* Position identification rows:
+---+

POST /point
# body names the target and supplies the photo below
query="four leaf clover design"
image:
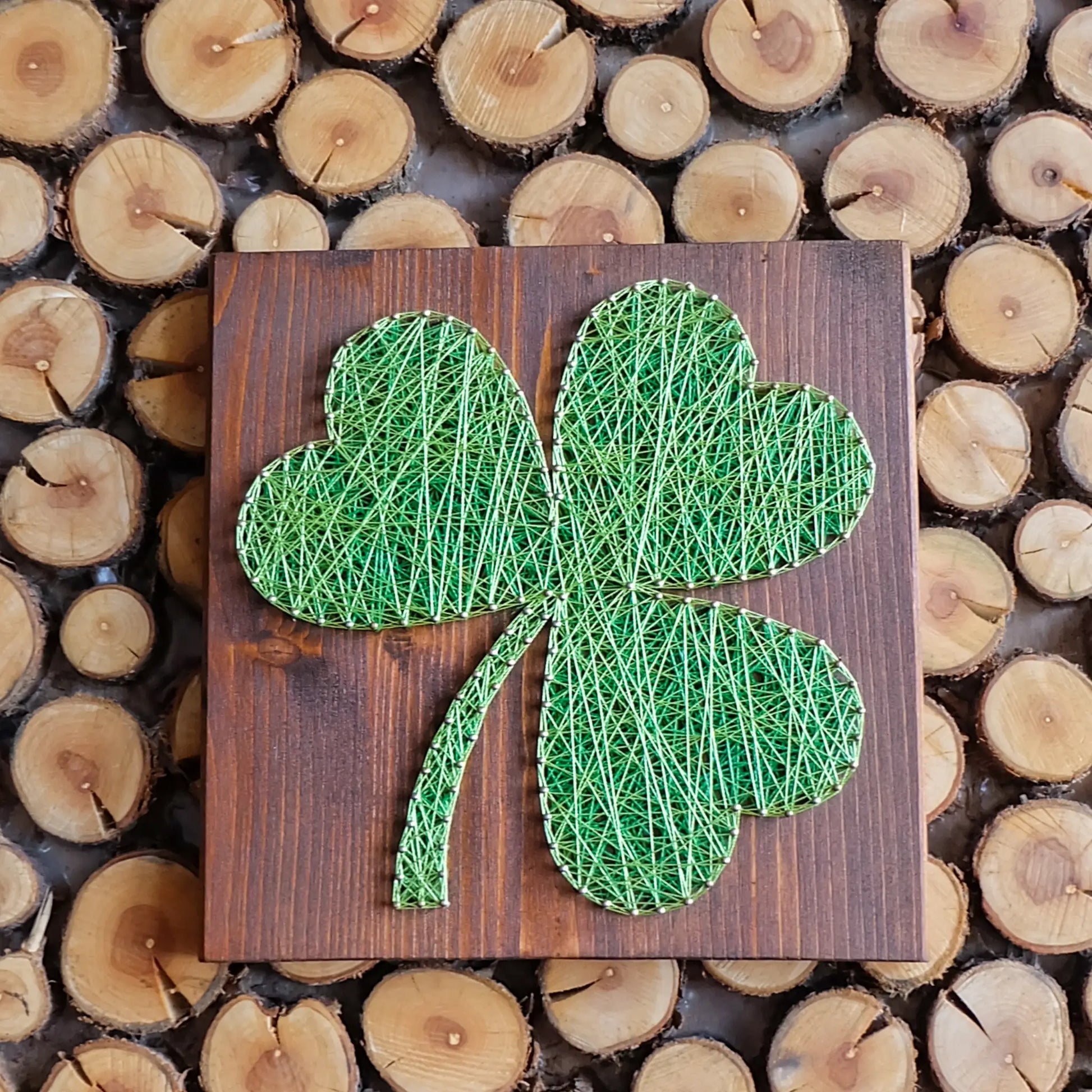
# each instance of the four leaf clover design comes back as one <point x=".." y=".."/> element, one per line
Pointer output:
<point x="666" y="714"/>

+---+

* Task details:
Return the rows above line for line without alteration, omitting the picture.

* Final answer:
POST /point
# body names the target and supplies the photo below
query="four leaf clover design"
image:
# each instance of the four leaf clover design comes back as one <point x=".." y=".."/> element, one per line
Pointer output:
<point x="666" y="714"/>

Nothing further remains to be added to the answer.